* _Task requirements_
Copy the closing run of lines, from the one with "Target: building with 'volvo' sign" through the last line of the listing, exactly and without any pictures.

* _Extracted entries_
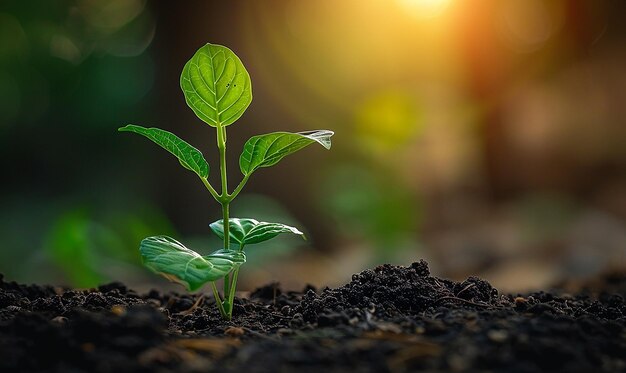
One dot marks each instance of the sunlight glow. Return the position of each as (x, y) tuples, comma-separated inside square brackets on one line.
[(425, 8)]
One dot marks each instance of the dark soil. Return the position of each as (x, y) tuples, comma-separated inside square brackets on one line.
[(386, 319)]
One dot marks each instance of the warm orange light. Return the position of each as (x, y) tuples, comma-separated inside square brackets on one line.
[(425, 8)]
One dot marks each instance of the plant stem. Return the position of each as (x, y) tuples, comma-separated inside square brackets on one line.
[(239, 187), (224, 199), (221, 144), (210, 189), (218, 301)]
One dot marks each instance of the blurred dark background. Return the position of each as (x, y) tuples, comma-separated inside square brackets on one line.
[(488, 137)]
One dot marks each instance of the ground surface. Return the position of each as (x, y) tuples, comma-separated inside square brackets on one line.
[(386, 319)]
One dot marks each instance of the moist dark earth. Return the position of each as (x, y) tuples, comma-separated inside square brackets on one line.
[(387, 319)]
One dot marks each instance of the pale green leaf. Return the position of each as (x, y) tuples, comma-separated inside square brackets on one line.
[(216, 85), (251, 231), (267, 150), (188, 156), (237, 257), (172, 260)]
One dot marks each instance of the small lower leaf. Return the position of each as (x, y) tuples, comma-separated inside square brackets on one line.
[(251, 231), (171, 259)]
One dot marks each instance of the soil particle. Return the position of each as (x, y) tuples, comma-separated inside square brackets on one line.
[(388, 318)]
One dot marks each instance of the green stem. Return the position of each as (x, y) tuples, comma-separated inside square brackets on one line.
[(233, 286), (221, 144), (239, 187), (218, 301), (224, 199), (210, 189)]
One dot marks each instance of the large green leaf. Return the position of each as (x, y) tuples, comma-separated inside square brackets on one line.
[(216, 85), (251, 231), (189, 157), (172, 260), (267, 150)]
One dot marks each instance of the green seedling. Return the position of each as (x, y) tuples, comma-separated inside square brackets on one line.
[(218, 89)]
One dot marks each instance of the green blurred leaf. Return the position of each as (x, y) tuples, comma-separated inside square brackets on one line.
[(251, 231), (267, 150), (216, 85), (189, 157), (172, 260), (70, 246)]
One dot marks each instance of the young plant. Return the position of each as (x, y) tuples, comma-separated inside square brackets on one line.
[(218, 89)]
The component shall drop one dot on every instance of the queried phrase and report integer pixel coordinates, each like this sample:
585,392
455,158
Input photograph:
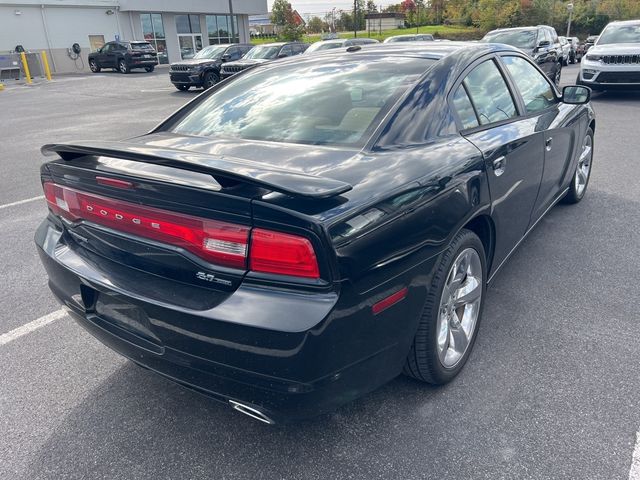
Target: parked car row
608,60
613,62
541,43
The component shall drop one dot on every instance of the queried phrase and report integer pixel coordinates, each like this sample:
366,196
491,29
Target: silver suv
614,61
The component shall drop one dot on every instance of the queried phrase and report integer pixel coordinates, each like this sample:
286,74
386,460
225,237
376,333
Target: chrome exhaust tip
252,412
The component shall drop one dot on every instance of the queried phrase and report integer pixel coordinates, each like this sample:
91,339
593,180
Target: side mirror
576,95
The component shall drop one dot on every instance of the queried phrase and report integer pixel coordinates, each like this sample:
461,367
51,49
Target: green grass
439,31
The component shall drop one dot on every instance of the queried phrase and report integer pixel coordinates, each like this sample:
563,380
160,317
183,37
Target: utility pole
355,18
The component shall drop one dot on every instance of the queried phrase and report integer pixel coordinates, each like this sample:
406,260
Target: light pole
233,33
355,18
333,19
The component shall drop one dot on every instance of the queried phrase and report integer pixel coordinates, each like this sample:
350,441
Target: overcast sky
316,7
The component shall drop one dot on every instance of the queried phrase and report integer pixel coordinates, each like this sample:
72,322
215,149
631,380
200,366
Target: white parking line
634,472
31,326
20,202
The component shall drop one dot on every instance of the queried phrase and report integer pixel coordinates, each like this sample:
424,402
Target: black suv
203,70
263,53
124,56
541,43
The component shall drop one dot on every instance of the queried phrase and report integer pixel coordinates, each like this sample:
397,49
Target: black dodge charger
303,233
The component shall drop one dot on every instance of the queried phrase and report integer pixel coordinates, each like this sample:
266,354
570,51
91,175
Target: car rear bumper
184,78
286,375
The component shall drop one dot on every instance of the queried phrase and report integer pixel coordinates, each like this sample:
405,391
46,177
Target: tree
283,17
316,25
492,14
281,12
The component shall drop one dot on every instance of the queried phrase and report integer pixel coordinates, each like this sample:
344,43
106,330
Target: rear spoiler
219,166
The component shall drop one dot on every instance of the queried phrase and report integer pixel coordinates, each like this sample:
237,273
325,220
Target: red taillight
391,300
221,243
283,254
218,242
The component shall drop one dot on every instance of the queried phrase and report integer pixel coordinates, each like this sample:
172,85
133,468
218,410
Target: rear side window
464,108
489,93
533,86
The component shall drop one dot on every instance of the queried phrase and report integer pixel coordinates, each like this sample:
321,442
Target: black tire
575,194
123,67
209,80
422,362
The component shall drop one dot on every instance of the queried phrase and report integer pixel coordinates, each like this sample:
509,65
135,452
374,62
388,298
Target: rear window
338,102
141,46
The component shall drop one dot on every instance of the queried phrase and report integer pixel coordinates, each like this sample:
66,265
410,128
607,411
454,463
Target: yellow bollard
45,62
25,66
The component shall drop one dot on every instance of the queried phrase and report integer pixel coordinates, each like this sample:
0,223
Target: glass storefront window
153,32
219,29
158,27
182,24
195,23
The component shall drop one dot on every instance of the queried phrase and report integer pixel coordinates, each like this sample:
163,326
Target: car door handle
499,165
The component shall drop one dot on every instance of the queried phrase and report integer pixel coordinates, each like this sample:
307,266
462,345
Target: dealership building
177,29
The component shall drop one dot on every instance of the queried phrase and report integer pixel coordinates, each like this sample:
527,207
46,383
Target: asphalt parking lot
552,388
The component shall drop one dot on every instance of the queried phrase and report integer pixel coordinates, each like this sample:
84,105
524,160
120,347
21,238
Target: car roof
625,22
336,40
515,28
430,50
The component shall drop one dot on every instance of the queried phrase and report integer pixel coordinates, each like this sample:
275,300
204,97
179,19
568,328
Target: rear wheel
210,79
122,66
581,176
452,311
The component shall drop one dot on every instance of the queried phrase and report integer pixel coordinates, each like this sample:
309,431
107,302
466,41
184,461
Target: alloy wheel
584,165
459,307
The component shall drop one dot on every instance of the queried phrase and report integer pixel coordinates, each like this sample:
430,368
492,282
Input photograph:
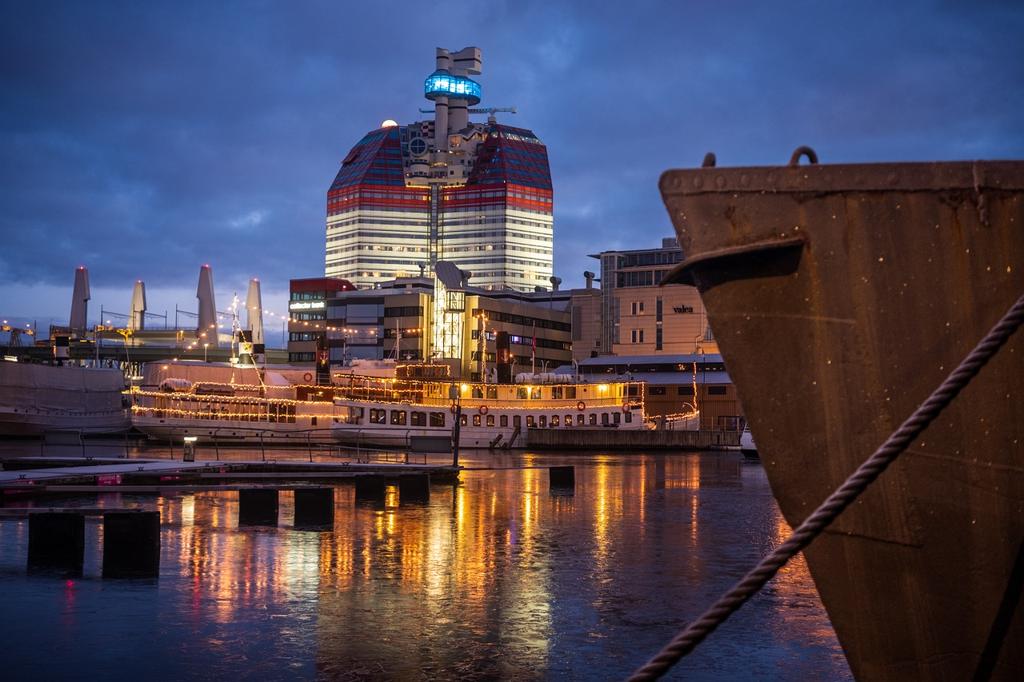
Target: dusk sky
143,139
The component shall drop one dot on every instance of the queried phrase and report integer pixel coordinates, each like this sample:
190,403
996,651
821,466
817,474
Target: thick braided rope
696,631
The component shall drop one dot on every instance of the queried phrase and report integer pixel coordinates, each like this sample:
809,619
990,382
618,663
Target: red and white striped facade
479,197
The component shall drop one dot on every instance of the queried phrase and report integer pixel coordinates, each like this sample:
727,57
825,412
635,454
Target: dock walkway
134,475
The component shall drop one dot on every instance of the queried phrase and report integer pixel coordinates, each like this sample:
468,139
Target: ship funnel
207,306
80,300
137,320
254,316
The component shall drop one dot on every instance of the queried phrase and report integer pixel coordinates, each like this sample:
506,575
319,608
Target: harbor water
496,578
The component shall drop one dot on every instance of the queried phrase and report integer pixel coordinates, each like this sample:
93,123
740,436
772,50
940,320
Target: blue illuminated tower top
442,84
453,91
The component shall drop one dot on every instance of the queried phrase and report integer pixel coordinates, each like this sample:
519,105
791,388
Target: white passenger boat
225,402
747,445
38,398
391,412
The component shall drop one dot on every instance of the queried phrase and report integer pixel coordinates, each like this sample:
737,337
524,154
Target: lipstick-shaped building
476,195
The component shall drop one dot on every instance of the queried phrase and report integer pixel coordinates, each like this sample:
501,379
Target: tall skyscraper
477,195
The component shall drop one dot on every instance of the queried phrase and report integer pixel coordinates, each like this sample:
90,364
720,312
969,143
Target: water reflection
495,578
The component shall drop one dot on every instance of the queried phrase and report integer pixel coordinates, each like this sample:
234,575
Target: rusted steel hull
841,296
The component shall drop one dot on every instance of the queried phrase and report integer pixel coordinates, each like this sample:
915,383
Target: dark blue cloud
145,138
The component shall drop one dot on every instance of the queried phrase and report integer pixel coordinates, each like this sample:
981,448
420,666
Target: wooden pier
174,475
625,439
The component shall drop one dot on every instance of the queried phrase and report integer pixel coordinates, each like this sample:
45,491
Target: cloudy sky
145,138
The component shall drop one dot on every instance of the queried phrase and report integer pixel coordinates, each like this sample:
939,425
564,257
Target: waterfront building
395,320
307,315
641,316
477,195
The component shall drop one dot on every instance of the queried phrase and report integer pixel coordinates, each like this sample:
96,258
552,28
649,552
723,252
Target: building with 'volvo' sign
475,194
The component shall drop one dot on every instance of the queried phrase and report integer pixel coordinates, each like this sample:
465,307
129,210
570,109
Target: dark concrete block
370,488
314,508
258,507
56,542
562,477
131,544
414,488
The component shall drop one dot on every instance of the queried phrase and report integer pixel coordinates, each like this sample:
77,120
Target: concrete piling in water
131,544
314,508
257,507
56,542
414,488
562,478
370,488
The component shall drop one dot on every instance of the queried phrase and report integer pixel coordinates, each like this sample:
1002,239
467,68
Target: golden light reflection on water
497,577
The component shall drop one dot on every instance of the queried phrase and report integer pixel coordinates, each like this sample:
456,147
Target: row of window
498,315
687,390
438,419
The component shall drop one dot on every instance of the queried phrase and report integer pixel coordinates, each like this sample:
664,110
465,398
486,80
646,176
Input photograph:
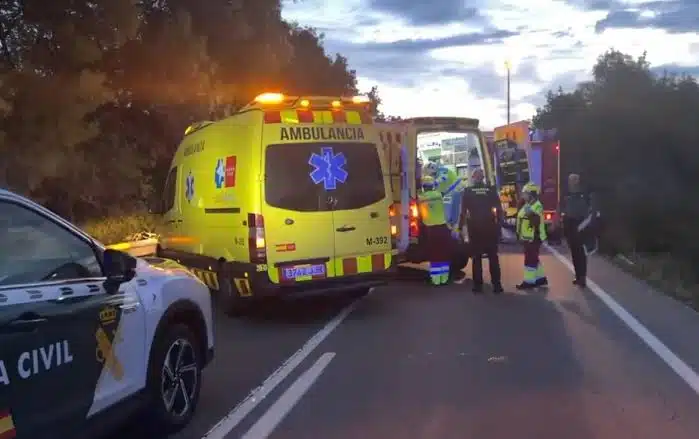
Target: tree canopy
95,95
634,137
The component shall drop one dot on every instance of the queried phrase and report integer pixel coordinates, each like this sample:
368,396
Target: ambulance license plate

* _Expected answer_
Target: building with 'volvo' sign
475,194
The component shall drop one dot on every instance of the queried phrase and report integer pixel coordinates, each like this sample:
465,307
129,210
570,109
Target: dark concrete block
370,488
314,508
258,507
56,542
562,477
131,544
414,488
The component shall drop one dot on every instance of the queried phrase and report integer pixel coordinates, each like this sample:
77,120
Target: concrete piling in water
131,544
314,508
257,507
56,542
414,488
562,478
370,488
The component shall drop one dot on every instance of the queried phrase and report integer pixel coordinates, each like this sample:
1002,239
467,68
Target: golden light reflection on water
497,577
The component shall drop one dot on every instance of the queried phrase and report integer pixel coordinates, each like this sample:
456,147
Target: row of window
498,315
687,390
438,419
The component shall drop one dot on every instance of the queried phrase and report integer pixel coordinates, each like this sample:
664,110
465,398
486,80
646,176
Input photograph:
Target: tree canopy
95,95
634,137
The component shall drop one dot on every instance of the queried phrase and report integer pixel coordinates, each like this sample:
368,396
Target: ambulance license plate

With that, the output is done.